>> START Selected extract

EDITORIAL
Shanghai's History a Tale of Successful Capitalism
By Richard Ebeling - January 07, 2014

China's impressive modernization since the death of Mao Zedong in 1976 and the end to the destructive madness of the Cultural Revolution has been epitomized by the dramatic growth of the industrial and port city of Shanghai, with its majestic skyline of impressive futuristic skyscrapers. It is forgotten that Shanghai already was a commercial and industrial center before the Second World War, built on the principles of laissez-faire capitalism.

Following the Chinese-British War of 1842, several ports along the China coast were opened to Western merchants. In these "treaty ports," portions of the cities were recognized to be under European jurisdiction. Known as "concession" areas, the European powers administered these areas according to Western principles of the "rule of law," with recognition and protection of property rights, personal freedom and civil liberties.

>> END Selected extract

_What you will do_:
[a] Reproduce the passage of the Shanghai editorial from "China's impressive modernization" up to and including "and civil liberties.".
[b] Translate this sentence from the Shanghai editorial into French: "It is forgotten that Shanghai already was a commercial and industrial center before the Second World War, built on the principles of laissez-faire capitalism."
The listing that follows the editorial comes from an unrelated source.

>> START Stored data

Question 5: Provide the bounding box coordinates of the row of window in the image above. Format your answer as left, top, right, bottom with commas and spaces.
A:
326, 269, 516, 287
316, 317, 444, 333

>> END Stored data

_Per-task outputs_:
[a]
China's impressive modernization since the death of Mao Zedong in 1976 and the end to the destructive madness of the Cultural Revolution has been epitomized by the dramatic growth of the industrial and port city of Shanghai, with its majestic skyline of impressive futuristic skyscrapers. It is forgotten that Shanghai already was a commercial and industrial center before the Second World War, built on the principles of laissez-faire capitalism.

Following the Chinese-British War of 1842, several ports along the China coast were opened to Western merchants. In these "treaty ports," portions of the cities were recognized to be under European jurisdiction. Known as "concession" areas, the European powers administered these areas according to Western principles of the "rule of law," with recognition and protection of property rights, personal freedom and civil liberties.

[b] On oublie que Shanghai était déjà un centre commercial et industriel avant la Seconde Guerre mondiale, bâti sur les principes du capitalisme de laissez-faire.